-- Opening Marker --

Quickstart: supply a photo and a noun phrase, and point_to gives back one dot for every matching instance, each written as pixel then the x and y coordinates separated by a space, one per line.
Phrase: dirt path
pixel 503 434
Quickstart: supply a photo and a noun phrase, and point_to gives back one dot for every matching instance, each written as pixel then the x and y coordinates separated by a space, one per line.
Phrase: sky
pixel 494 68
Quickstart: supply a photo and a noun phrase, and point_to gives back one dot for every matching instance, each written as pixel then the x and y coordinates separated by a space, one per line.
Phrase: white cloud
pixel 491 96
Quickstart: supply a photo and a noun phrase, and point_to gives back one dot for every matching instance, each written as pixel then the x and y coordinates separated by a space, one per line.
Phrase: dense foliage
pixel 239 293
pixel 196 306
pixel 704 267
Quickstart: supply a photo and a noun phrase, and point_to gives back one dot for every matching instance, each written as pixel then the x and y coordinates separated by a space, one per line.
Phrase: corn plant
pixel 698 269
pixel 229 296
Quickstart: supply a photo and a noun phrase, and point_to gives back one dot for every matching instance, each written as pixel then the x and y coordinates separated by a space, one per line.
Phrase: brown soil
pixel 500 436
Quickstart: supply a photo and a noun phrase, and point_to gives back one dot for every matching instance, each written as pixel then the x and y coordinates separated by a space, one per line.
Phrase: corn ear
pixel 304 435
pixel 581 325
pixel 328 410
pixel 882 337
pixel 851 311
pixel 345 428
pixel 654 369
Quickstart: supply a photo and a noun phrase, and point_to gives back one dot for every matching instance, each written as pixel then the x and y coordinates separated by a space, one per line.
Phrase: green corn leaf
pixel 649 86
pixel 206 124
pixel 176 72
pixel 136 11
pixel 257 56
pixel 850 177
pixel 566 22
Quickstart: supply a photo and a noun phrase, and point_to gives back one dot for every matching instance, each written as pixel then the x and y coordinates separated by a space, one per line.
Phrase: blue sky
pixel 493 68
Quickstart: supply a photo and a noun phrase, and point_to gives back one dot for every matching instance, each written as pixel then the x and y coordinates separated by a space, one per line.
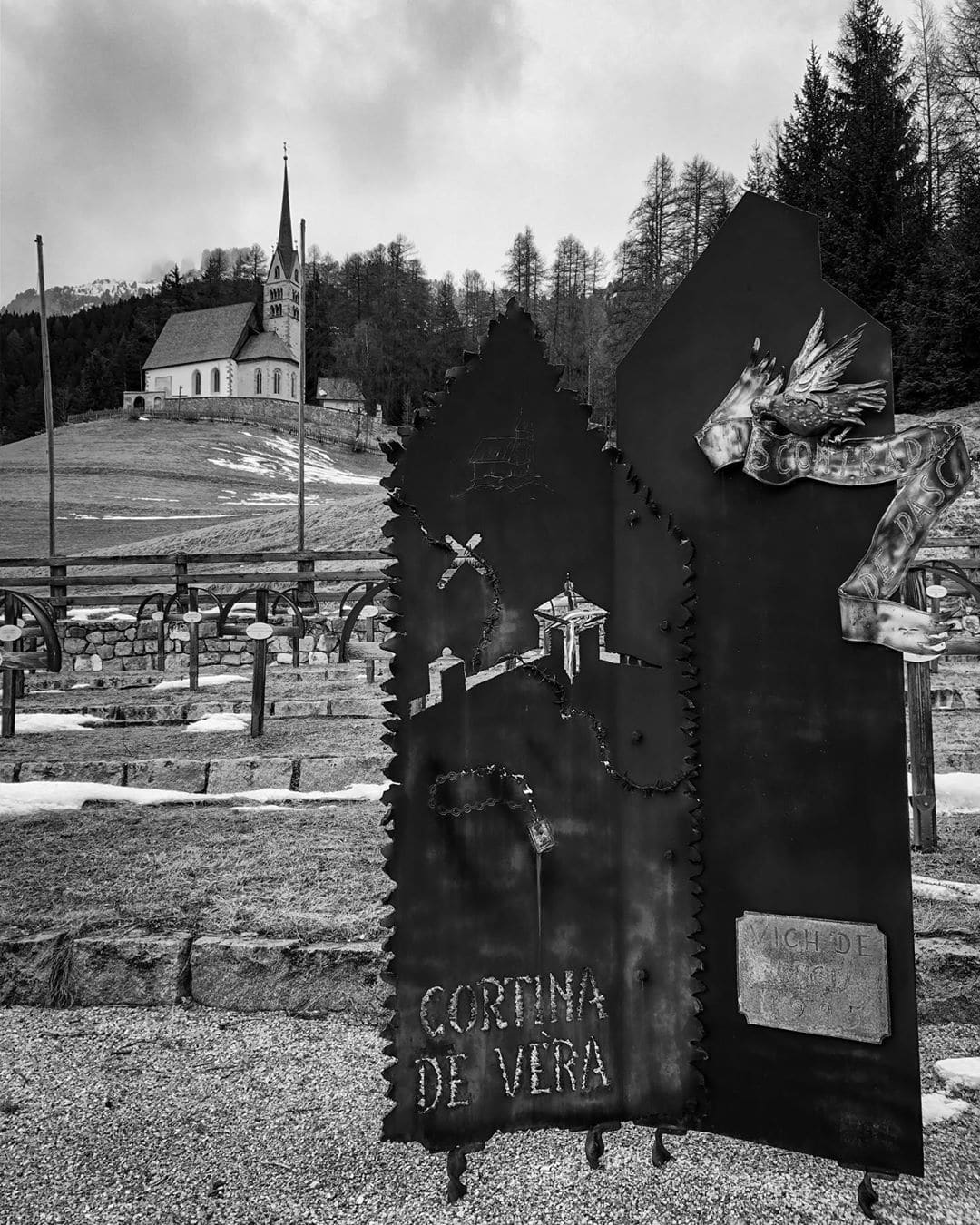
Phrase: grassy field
pixel 308 872
pixel 199 486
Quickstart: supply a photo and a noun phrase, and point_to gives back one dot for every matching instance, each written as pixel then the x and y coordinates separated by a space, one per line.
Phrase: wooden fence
pixel 77 582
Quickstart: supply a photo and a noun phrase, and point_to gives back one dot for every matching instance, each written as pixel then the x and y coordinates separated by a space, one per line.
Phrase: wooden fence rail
pixel 322 573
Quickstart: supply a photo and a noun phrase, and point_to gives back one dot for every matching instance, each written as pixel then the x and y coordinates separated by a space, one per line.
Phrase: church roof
pixel 284 245
pixel 266 345
pixel 201 336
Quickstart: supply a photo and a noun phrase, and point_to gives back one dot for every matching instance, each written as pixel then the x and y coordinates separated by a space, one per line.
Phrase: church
pixel 230 350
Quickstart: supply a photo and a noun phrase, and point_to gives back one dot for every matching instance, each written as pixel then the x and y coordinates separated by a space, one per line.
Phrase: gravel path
pixel 111 1116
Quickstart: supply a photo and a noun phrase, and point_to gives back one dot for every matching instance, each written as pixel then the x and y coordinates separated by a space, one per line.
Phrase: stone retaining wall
pixel 250 974
pixel 94 646
pixel 53 969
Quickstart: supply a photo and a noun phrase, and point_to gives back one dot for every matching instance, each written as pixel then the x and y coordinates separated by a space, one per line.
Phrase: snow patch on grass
pixel 218 679
pixel 34 723
pixel 962 1073
pixel 945 891
pixel 22 799
pixel 958 793
pixel 937 1108
pixel 220 721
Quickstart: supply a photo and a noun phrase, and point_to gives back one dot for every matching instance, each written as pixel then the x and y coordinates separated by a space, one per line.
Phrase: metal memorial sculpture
pixel 788 427
pixel 612 903
pixel 808 1001
pixel 544 816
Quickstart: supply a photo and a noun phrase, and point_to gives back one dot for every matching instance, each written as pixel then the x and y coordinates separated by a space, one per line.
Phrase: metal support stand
pixel 594 1143
pixel 9 702
pixel 456 1166
pixel 260 654
pixel 867 1193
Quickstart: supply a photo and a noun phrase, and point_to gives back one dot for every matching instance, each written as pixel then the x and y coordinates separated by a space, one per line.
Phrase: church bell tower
pixel 280 296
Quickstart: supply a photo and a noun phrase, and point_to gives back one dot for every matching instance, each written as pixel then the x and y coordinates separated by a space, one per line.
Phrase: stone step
pixel 347 706
pixel 247 974
pixel 254 974
pixel 279 672
pixel 202 776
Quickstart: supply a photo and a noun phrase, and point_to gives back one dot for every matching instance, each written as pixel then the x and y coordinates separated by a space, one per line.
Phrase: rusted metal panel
pixel 814 976
pixel 543 818
pixel 801 739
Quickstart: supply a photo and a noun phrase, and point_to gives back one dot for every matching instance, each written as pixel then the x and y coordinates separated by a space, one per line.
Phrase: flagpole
pixel 301 499
pixel 45 367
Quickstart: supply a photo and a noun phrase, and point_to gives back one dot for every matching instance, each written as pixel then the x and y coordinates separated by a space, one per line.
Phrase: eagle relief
pixel 784 427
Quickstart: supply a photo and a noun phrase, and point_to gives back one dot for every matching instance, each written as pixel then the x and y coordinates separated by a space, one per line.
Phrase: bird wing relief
pixel 928 462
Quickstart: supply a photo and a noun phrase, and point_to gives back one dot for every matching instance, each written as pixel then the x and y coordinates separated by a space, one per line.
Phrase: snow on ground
pixel 962 1073
pixel 34 721
pixel 109 612
pixel 945 891
pixel 940 1109
pixel 218 679
pixel 280 461
pixel 222 721
pixel 22 799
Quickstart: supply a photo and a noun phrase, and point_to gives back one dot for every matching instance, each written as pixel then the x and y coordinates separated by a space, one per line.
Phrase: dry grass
pixel 282 738
pixel 107 469
pixel 311 874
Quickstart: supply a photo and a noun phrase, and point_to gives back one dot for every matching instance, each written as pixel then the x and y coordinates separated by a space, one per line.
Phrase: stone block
pixel 336 773
pixel 249 773
pixel 263 975
pixel 173 774
pixel 947 980
pixel 31 966
pixel 135 970
pixel 358 708
pixel 74 772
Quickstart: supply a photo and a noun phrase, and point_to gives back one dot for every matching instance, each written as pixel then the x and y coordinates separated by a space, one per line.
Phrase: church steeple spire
pixel 284 245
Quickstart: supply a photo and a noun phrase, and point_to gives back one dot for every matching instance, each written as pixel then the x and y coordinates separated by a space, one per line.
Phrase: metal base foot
pixel 594 1143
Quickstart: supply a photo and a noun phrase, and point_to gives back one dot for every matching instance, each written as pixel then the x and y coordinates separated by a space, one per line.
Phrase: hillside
pixel 205 485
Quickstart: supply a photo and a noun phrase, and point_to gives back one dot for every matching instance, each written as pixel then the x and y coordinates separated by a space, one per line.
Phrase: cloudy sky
pixel 141 132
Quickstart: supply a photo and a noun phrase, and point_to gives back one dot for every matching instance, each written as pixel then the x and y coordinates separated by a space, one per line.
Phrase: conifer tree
pixel 878 210
pixel 805 161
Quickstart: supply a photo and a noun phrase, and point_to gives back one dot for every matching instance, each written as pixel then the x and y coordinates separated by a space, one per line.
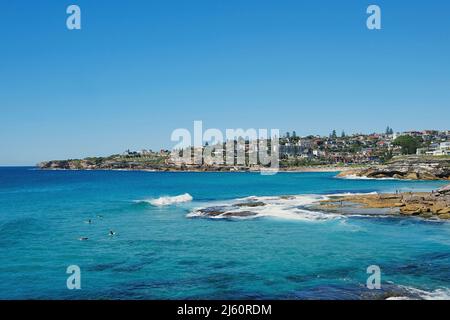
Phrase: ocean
pixel 161 250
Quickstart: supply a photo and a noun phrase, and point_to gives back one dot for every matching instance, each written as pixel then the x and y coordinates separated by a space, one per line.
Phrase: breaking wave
pixel 415 294
pixel 355 177
pixel 166 201
pixel 284 207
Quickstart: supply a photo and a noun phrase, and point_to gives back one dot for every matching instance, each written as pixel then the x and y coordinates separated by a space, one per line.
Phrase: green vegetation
pixel 408 144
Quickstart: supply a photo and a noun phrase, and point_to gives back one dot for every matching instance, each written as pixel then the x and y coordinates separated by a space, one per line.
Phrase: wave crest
pixel 284 207
pixel 168 200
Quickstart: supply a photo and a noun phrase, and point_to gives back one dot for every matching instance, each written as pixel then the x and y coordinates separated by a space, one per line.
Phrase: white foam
pixel 290 207
pixel 437 294
pixel 165 201
pixel 355 177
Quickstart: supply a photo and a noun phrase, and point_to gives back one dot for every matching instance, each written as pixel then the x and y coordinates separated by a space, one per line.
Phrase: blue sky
pixel 140 69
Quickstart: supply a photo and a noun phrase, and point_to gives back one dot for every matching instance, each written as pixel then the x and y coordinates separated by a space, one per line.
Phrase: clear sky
pixel 140 69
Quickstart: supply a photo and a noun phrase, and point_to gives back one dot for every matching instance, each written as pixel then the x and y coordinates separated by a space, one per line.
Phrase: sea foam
pixel 414 294
pixel 285 207
pixel 169 200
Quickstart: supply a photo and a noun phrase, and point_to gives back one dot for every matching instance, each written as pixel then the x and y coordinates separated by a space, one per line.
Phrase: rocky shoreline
pixel 410 168
pixel 434 204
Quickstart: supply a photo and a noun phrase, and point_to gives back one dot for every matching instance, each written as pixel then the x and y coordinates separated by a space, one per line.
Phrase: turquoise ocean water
pixel 160 253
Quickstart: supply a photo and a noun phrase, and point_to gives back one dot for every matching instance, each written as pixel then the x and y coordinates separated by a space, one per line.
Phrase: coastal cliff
pixel 434 204
pixel 406 167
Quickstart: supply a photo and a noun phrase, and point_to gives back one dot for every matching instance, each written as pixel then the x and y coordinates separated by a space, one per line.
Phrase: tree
pixel 408 144
pixel 333 134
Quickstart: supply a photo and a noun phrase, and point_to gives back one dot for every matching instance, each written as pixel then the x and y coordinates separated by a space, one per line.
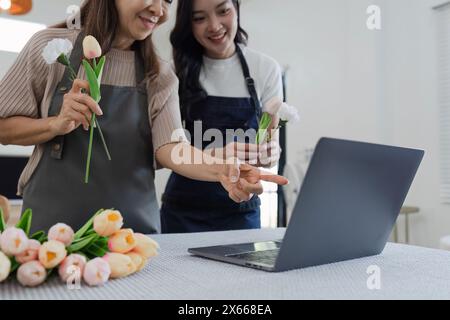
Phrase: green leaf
pixel 87 227
pixel 80 245
pixel 25 221
pixel 264 123
pixel 93 81
pixel 2 221
pixel 99 68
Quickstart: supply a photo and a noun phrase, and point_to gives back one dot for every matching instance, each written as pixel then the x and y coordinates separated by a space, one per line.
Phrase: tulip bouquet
pixel 58 50
pixel 276 115
pixel 100 250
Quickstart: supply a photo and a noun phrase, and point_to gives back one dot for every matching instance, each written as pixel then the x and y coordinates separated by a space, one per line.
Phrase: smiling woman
pixel 139 112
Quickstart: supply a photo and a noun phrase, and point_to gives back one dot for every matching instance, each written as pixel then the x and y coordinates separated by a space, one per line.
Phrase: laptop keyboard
pixel 266 256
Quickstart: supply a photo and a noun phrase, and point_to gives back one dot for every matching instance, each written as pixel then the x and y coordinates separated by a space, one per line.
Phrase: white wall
pixel 410 88
pixel 367 85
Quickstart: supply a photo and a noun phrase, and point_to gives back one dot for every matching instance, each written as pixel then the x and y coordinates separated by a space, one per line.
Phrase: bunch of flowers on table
pixel 99 251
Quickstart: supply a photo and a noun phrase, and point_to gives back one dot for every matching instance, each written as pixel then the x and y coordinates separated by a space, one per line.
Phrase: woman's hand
pixel 242 181
pixel 269 154
pixel 4 204
pixel 76 110
pixel 245 152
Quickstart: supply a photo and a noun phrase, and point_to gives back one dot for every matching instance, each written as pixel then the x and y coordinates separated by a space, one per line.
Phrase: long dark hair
pixel 100 19
pixel 188 53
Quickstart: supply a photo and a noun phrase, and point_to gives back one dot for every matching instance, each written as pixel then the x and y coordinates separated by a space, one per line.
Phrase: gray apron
pixel 57 193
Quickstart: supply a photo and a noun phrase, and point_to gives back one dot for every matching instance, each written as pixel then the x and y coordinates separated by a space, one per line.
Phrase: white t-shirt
pixel 225 78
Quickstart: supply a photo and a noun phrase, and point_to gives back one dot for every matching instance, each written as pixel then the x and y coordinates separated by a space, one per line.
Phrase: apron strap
pixel 76 58
pixel 250 83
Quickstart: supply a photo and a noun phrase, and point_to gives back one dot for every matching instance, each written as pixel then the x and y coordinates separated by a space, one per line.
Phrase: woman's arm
pixel 24 131
pixel 190 162
pixel 76 110
pixel 240 180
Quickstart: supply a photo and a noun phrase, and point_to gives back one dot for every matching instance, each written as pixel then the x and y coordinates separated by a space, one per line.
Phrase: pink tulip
pixel 31 253
pixel 145 246
pixel 61 232
pixel 91 48
pixel 108 222
pixel 13 241
pixel 74 260
pixel 120 264
pixel 52 253
pixel 122 241
pixel 31 274
pixel 139 261
pixel 96 272
pixel 5 266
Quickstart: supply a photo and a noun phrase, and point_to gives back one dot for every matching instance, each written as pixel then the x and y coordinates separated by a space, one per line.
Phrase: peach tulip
pixel 31 253
pixel 108 222
pixel 91 48
pixel 120 264
pixel 13 241
pixel 74 260
pixel 122 241
pixel 5 266
pixel 146 246
pixel 61 232
pixel 96 272
pixel 31 274
pixel 139 261
pixel 52 253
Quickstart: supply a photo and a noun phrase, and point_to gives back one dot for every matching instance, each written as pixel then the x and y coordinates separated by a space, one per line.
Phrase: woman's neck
pixel 228 53
pixel 122 42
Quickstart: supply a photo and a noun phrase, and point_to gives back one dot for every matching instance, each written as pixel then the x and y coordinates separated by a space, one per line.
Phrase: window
pixel 443 41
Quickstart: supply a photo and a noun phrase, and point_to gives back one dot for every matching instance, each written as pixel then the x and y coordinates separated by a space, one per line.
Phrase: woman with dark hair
pixel 138 113
pixel 223 85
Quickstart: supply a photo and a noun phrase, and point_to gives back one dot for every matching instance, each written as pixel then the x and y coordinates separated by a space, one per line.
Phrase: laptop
pixel 346 209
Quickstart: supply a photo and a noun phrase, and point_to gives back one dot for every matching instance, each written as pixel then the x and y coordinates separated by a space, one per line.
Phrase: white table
pixel 406 273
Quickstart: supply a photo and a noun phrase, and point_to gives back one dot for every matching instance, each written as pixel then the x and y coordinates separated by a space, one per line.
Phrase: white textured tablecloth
pixel 406 273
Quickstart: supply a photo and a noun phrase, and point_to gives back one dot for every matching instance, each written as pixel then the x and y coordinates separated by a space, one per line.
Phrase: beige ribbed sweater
pixel 28 87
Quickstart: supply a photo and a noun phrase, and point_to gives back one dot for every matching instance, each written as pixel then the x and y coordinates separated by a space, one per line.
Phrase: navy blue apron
pixel 196 206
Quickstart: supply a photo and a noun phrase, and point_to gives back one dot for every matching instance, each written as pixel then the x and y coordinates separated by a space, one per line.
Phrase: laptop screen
pixel 11 168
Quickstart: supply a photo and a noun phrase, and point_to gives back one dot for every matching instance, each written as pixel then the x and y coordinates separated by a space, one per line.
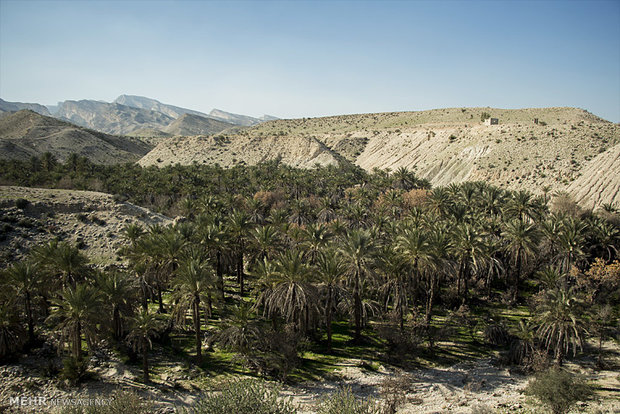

-- Closing Marker --

### Task item
The lines running from the one with "Phrase: laptop screen" to the close of the material above are to be retyped exactly; no picture is to be included.

### Answer area
Phrase: laptop screen
pixel 11 168
Quickstart: supply a photo and a noun phrase, and point_to gives back one dot for every matching instance, each written as pixel then the x and y coordinates separated by a space, one per line.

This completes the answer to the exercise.